## STORED DATA
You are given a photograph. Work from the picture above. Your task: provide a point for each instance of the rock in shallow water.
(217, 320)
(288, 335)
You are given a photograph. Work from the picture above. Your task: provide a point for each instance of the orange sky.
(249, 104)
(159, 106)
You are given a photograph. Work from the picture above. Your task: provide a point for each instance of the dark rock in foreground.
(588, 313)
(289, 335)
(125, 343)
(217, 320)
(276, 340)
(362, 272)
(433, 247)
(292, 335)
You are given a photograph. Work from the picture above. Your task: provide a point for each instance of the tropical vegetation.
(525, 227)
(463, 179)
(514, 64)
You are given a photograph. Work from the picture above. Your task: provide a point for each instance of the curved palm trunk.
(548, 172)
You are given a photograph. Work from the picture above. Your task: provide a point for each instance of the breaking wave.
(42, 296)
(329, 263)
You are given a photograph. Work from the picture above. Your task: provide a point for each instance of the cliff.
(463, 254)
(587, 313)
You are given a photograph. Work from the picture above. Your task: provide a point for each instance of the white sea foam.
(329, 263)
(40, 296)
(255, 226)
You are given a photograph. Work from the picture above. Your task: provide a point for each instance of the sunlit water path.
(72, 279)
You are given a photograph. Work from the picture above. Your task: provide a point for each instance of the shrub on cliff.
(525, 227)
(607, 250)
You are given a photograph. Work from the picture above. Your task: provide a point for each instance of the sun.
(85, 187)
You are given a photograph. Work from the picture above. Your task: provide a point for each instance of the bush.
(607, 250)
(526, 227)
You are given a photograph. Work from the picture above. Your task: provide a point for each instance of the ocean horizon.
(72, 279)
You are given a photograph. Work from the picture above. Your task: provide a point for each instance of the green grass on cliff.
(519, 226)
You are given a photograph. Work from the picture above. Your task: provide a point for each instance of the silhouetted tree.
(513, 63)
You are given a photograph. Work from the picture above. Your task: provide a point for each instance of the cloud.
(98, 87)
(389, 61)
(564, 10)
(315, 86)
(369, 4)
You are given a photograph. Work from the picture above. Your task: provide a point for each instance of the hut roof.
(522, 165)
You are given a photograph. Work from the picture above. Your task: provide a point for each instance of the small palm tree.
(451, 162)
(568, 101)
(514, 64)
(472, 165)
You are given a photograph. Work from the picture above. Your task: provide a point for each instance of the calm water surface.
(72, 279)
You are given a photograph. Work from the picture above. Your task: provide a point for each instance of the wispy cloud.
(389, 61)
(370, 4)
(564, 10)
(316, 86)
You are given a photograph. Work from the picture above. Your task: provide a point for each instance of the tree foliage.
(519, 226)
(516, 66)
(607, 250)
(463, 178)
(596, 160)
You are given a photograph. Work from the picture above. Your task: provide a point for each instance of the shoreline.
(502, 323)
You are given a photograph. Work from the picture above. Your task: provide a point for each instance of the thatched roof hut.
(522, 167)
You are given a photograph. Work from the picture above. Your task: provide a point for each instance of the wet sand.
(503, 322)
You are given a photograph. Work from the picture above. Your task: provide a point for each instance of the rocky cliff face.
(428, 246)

## GOAL OF THE EXERCISE
Copy the items again from the line containing "small palm tree." through the end of the items, inclusive, keeping each request unchanged and adding 102 to every number in the answer coordinates.

## FINISHED ANSWER
You are given a photograph. Work from the picture above. Your task: provide a point for each instance of the small palm tree.
(553, 264)
(670, 203)
(616, 166)
(574, 267)
You are given a photograph. Work from the picture above. Your task: provide a point for each instance of the calm water surface.
(174, 381)
You are given a photograph. Work from the picture above. Your task: provide a point for each instance of the wispy cloud.
(491, 163)
(472, 106)
(666, 112)
(418, 188)
You are given a photograph. Work from the picture above. Your task: provide a point for each instance of the tree foliage.
(621, 328)
(618, 168)
(709, 352)
(565, 280)
(698, 262)
You are given a photograph. Work from the picture above. Your task: provide a point for each instance of the shoreline.
(604, 425)
You are given a photograph. Work from the picture above. Your task: provide a point for each instance of the thatched roof hut.
(624, 269)
You are given a photograph. Work from the picture above. Your task: provide a point for each instance of the wet sand.
(605, 424)
You are given a photograph. Work from the picture above. Your task: provide a point for each instance of the rocky cliff face.
(530, 348)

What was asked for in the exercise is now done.